What is asked
Give each line of the records below as a numbered list, leaving out any blank lines.

━━━━━ Supplied records

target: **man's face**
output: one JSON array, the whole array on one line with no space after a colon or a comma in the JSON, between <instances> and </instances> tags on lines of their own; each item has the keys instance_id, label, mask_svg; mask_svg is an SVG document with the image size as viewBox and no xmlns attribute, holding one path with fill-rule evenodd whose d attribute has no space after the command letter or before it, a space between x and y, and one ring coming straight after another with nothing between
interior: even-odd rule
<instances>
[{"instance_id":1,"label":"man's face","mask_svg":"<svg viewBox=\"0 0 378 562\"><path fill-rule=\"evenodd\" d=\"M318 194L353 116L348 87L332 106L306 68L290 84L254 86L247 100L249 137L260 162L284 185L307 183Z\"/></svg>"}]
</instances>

━━━━━━━━━━

Answer to the problem
1. target: **man's face**
2. output: one JSON array, the whole array on one line with no space after a colon or a comma in the JSON, between <instances> and </instances> tags on lines of their own; each item has the keys instance_id, label, mask_svg; mask_svg is an SVG document with the image size as viewBox and no xmlns attribute, holding one path with fill-rule evenodd whose d attribute has no space after the command letter or before it, a space between x and y, and one ring coming straight after another with nothing between
3. interior: even-odd rule
4. <instances>
5. [{"instance_id":1,"label":"man's face","mask_svg":"<svg viewBox=\"0 0 378 562\"><path fill-rule=\"evenodd\" d=\"M318 194L353 116L348 87L332 106L306 68L290 84L254 86L247 100L249 137L260 162L284 185L307 183Z\"/></svg>"}]
6. </instances>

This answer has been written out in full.